● **RAW RECORDS**:
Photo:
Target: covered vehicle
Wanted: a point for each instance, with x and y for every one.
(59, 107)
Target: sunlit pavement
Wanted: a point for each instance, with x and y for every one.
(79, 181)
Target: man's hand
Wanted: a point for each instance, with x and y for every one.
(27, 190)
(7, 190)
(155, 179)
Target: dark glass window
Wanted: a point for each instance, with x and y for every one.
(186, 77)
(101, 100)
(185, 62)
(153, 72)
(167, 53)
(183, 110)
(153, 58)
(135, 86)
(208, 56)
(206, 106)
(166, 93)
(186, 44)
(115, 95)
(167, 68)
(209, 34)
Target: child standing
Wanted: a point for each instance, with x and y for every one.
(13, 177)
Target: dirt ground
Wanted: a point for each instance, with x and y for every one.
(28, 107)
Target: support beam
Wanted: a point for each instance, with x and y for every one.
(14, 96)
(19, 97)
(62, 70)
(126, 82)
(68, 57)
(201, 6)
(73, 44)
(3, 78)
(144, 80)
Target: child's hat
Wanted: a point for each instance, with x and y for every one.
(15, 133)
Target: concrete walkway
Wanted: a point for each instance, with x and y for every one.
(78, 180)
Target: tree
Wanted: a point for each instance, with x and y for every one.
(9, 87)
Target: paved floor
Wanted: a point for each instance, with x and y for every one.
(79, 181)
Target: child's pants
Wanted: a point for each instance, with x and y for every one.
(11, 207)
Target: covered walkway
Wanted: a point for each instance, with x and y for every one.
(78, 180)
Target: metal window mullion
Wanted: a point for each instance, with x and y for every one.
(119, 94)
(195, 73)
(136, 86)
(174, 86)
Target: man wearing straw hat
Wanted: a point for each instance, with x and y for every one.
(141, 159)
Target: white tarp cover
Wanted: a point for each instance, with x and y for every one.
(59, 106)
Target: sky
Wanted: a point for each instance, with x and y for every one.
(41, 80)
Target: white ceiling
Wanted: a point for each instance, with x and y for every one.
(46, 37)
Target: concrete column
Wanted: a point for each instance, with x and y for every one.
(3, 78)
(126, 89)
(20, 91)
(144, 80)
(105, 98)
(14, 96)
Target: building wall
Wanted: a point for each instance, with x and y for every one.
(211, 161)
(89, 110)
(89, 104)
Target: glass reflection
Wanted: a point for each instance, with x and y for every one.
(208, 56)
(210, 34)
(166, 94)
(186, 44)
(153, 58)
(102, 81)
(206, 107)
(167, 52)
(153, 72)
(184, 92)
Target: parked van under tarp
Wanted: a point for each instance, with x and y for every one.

● **EXERCISE AIM**: Render every row above as a JSON array of strings, one string per line, omitting any blank lines.

● **SOLUTION FOR THIS TASK**:
[
  "Photo:",
  "Target: covered vehicle",
  "Wanted: a point for each instance, with x and y for every one.",
  "(59, 107)",
  "Target: sunlit pavement",
  "Wanted: a point for each instance, with x and y for every one.",
  "(79, 181)",
  "Target: man's hand",
  "Wanted: a point for each instance, with x and y for every one.",
  "(27, 190)",
  "(7, 190)",
  "(155, 179)",
  "Target: dark glass window",
  "Wanted: a point for each instance, with x and y for every one.",
  "(186, 77)",
  "(101, 100)",
  "(185, 62)",
  "(153, 72)",
  "(167, 53)",
  "(183, 110)",
  "(153, 58)",
  "(135, 86)",
  "(208, 56)",
  "(206, 106)",
  "(166, 93)",
  "(186, 44)",
  "(115, 95)",
  "(167, 68)",
  "(209, 34)",
  "Target: child standing",
  "Wanted: a point for each instance, with x and y for every one.",
  "(13, 177)",
  "Target: dirt ground",
  "Wanted: a point for each instance, with x and y for every one.",
  "(28, 107)",
  "Target: support beam",
  "Wanted: a point for each instance, with x and y for every one.",
  "(14, 96)",
  "(19, 97)",
  "(62, 70)",
  "(126, 82)",
  "(68, 57)",
  "(201, 6)",
  "(73, 44)",
  "(3, 78)",
  "(144, 80)",
  "Target: child's hat",
  "Wanted: a point for each instance, with x and y for every one.",
  "(15, 133)",
  "Target: concrete walkway",
  "Wanted: a point for each instance, with x and y for every one.",
  "(78, 180)",
  "Target: tree",
  "Wanted: a point for each instance, with x and y for every one.",
  "(9, 87)",
  "Target: paved floor",
  "Wanted: a point for each instance, with x and y for every one.",
  "(79, 181)",
  "Target: child's pants",
  "Wanted: a point for each instance, with x and y for every one.",
  "(11, 207)",
  "Target: covered walkway",
  "Wanted: a point for each instance, with x and y for every one.",
  "(78, 180)",
  "Target: metal window mullion",
  "Wanted: a point for each instance, with x and y for every one.",
  "(119, 94)",
  "(195, 73)",
  "(136, 86)",
  "(174, 86)",
  "Target: man wearing straw hat",
  "Wanted: a point for each instance, with x and y for every one.",
  "(141, 159)",
  "Target: white tarp cover",
  "Wanted: a point for each instance, with x and y for every one.",
  "(59, 106)",
  "Target: sky",
  "Wanted: a point for each instance, with x and y for every one.",
  "(41, 80)",
  "Target: white ceiling",
  "Wanted: a point for each instance, with x and y for every one.",
  "(46, 37)",
  "Target: concrete column",
  "Wanted: a point for each instance, with x and y for every one.",
  "(3, 78)",
  "(126, 89)",
  "(20, 91)",
  "(144, 80)",
  "(105, 98)",
  "(14, 96)",
  "Target: building wall",
  "Wanted: a point for each instance, with x and y for every one.",
  "(211, 161)",
  "(89, 110)",
  "(89, 104)",
  "Target: glass reflection",
  "Wanted: a point for each instance, with x and y for every one.",
  "(208, 56)",
  "(210, 34)",
  "(166, 94)",
  "(186, 44)",
  "(153, 58)",
  "(102, 81)",
  "(206, 107)",
  "(167, 52)",
  "(153, 72)",
  "(184, 92)",
  "Target: parked van under tarp",
  "Wanted: a point for each instance, with x and y for every one."
]